Write each line exactly as it stands, from the line containing "checkered cloth, written as integer pixel values." through the end of the data.
──────
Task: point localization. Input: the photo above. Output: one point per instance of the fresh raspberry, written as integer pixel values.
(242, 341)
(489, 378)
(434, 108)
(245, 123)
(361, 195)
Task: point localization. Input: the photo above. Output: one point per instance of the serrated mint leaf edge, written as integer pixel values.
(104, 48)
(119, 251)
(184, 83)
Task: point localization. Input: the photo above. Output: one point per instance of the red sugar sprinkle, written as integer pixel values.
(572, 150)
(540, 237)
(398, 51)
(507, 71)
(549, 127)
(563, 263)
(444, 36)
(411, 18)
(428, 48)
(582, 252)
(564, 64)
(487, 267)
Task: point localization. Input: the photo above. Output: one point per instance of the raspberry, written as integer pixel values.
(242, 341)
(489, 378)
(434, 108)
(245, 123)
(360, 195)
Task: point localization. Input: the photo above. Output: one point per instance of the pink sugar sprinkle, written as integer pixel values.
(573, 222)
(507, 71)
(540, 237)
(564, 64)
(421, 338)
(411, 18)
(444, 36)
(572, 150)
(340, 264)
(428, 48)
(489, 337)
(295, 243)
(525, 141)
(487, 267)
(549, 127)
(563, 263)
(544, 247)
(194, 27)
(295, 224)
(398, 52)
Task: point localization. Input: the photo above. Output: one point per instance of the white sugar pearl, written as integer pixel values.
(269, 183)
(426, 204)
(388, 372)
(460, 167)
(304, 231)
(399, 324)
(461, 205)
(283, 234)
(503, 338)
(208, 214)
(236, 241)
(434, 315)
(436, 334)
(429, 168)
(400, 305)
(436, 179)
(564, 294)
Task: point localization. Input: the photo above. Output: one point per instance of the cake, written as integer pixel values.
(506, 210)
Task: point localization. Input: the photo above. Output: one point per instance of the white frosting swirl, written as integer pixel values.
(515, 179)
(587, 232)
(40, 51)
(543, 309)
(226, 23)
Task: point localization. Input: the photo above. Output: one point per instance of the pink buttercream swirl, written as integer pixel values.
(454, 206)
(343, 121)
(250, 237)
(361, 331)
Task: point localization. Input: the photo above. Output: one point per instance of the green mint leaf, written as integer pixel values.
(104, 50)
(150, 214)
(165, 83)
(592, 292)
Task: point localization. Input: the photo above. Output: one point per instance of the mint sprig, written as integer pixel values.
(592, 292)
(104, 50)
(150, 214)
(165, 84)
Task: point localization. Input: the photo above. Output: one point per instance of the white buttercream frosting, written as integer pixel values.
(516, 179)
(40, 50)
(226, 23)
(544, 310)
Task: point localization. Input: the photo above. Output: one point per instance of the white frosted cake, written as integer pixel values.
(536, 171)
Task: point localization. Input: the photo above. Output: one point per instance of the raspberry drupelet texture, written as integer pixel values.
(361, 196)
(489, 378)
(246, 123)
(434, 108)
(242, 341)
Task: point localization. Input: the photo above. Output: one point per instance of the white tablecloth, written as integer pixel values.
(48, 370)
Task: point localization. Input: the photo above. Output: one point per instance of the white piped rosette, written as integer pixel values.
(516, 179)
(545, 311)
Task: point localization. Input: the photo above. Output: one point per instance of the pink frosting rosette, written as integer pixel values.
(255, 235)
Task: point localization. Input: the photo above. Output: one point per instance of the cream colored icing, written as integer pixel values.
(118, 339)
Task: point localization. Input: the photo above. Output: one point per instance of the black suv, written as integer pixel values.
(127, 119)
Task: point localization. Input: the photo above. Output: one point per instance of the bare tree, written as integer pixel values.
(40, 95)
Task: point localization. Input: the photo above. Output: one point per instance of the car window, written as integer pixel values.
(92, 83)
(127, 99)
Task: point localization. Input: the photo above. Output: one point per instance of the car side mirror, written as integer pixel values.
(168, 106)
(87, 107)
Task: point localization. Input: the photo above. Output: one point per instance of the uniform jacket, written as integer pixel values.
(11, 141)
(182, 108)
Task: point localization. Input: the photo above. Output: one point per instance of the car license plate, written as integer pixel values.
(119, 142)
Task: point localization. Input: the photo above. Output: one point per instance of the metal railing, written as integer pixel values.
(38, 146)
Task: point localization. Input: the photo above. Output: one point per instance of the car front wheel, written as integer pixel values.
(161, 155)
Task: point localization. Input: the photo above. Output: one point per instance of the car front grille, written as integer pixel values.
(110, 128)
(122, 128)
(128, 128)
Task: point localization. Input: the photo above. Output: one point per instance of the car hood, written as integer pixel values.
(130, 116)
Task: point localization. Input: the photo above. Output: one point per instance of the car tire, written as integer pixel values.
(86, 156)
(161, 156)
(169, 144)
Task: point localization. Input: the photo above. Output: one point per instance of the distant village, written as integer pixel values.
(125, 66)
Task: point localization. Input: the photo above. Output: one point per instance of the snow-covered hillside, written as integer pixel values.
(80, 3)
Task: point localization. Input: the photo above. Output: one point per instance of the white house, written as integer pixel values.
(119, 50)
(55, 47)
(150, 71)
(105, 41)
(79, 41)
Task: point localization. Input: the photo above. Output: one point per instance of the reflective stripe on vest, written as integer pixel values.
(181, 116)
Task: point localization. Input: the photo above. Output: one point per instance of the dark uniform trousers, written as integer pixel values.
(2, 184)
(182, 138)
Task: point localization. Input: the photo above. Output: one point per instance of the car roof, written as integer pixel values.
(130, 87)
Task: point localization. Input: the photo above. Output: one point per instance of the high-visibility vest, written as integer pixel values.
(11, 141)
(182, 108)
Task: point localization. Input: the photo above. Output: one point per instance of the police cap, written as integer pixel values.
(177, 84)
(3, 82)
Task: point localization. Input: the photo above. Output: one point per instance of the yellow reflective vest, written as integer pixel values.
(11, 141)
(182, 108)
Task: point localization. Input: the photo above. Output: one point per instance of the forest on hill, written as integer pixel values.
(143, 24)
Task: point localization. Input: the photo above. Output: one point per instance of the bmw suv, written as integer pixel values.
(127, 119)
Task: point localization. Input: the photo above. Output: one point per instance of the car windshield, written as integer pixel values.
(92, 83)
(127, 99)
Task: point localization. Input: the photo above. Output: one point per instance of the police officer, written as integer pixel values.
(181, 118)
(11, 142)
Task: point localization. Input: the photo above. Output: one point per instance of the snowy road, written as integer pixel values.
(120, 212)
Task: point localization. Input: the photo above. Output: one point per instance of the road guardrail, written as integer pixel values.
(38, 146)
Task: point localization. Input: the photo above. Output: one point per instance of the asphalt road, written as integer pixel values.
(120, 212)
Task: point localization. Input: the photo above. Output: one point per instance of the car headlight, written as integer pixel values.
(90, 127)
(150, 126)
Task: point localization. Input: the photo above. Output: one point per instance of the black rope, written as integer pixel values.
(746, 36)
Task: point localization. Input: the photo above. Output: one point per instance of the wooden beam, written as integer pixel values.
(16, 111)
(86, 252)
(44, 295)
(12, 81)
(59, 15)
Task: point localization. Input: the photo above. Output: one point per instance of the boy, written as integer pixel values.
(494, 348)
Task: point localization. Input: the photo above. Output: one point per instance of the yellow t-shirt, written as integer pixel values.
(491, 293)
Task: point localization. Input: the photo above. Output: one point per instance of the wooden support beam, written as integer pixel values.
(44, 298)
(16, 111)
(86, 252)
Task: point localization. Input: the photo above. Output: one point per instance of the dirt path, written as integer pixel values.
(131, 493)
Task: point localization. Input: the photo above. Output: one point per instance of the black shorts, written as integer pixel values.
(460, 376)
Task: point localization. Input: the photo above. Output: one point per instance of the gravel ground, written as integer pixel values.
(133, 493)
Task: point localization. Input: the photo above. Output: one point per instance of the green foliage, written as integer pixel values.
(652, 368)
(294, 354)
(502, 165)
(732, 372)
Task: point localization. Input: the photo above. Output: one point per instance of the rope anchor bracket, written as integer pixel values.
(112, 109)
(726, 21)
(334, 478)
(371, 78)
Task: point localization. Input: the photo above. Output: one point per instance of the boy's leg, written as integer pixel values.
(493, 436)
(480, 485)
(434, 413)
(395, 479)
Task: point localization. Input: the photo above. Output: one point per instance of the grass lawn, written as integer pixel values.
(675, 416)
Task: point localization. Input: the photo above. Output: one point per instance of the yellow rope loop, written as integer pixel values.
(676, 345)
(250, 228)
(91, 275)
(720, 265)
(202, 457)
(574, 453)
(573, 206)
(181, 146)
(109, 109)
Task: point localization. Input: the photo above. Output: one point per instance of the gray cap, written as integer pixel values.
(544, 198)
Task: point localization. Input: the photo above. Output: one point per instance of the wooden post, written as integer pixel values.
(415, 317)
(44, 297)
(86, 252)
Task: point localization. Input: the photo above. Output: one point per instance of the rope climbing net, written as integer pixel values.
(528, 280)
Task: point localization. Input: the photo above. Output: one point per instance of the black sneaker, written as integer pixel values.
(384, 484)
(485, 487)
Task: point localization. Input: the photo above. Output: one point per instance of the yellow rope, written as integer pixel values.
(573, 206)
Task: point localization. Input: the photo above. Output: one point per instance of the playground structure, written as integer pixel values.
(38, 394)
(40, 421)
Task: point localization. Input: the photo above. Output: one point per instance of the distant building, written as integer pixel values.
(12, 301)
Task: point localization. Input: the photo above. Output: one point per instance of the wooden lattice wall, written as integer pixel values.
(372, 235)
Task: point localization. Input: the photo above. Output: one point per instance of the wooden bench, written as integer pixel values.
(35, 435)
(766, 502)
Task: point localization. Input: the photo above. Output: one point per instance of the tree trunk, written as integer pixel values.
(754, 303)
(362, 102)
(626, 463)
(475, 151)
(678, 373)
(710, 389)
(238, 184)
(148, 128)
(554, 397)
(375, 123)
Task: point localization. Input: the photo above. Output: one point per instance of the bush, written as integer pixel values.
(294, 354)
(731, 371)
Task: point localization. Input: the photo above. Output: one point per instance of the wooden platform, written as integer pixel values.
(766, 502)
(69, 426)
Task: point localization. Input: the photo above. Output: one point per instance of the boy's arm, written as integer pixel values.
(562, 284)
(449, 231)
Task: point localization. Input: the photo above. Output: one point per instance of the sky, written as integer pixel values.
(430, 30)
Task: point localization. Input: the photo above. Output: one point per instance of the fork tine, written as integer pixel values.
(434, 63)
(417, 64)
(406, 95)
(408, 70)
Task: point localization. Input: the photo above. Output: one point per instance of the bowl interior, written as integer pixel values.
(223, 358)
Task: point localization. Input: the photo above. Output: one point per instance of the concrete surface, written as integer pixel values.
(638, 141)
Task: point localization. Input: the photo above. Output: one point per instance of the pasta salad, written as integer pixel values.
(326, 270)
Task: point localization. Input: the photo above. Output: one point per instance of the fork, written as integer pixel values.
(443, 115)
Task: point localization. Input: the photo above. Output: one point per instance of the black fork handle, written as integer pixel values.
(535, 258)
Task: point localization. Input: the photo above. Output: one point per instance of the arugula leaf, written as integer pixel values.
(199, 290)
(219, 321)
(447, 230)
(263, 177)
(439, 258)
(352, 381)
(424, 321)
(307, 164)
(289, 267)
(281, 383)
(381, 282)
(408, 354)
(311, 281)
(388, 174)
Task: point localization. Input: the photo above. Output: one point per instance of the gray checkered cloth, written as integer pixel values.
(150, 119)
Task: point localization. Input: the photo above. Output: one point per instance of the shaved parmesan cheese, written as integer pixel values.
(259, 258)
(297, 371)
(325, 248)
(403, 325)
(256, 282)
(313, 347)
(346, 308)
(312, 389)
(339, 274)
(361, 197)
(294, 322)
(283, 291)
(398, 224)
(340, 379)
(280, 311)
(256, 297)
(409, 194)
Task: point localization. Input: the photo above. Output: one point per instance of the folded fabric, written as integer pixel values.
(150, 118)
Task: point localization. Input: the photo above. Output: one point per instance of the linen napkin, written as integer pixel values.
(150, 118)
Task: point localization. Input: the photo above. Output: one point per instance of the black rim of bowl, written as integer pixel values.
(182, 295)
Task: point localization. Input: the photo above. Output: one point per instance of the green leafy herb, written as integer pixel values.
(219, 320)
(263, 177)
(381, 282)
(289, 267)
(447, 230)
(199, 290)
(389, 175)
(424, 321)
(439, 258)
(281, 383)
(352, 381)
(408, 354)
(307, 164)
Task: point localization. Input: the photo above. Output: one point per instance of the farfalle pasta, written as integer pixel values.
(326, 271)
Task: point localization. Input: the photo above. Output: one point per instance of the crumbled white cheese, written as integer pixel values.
──────
## FULL RESPONSE
Task: point localization. Input: the photo above. Output: one point per instance of the gray checkered cloth, written as integer pixel values.
(150, 119)
Task: point localization. Input: the photo above. Output: one point per instance of the shaved parmesan cheese, written as integer pixel values.
(259, 258)
(297, 371)
(325, 248)
(403, 325)
(256, 282)
(313, 347)
(346, 308)
(312, 389)
(339, 274)
(361, 197)
(294, 322)
(283, 291)
(398, 224)
(340, 379)
(280, 311)
(256, 297)
(409, 194)
Task: point localization. Input: the photo above. Output: one point per instance of the folded fabric, written as integer pixel values.
(150, 118)
Task: point localization. Input: the photo above. Output: one point per instance of the linen napkin, written as integer pixel values.
(150, 118)
Task: point localization. Input: the photo above. Output: one point per instance of the black rim of bowl, written as integer pixel values.
(182, 295)
Task: point localization. Input: the photo above. Output: one point per instance of the green leafy herb, written as integer pixel values.
(219, 320)
(263, 177)
(381, 282)
(289, 267)
(447, 230)
(199, 290)
(389, 175)
(424, 321)
(439, 258)
(281, 383)
(352, 381)
(408, 354)
(307, 164)
Task: point localization. Input: the photo above. Output: one point per instance of the farfalle pasta, written as integer pixel values.
(326, 271)
Task: point localization. Input: the photo above. Output: one point per instance of the crumbled white cheese, written as integer pixel values.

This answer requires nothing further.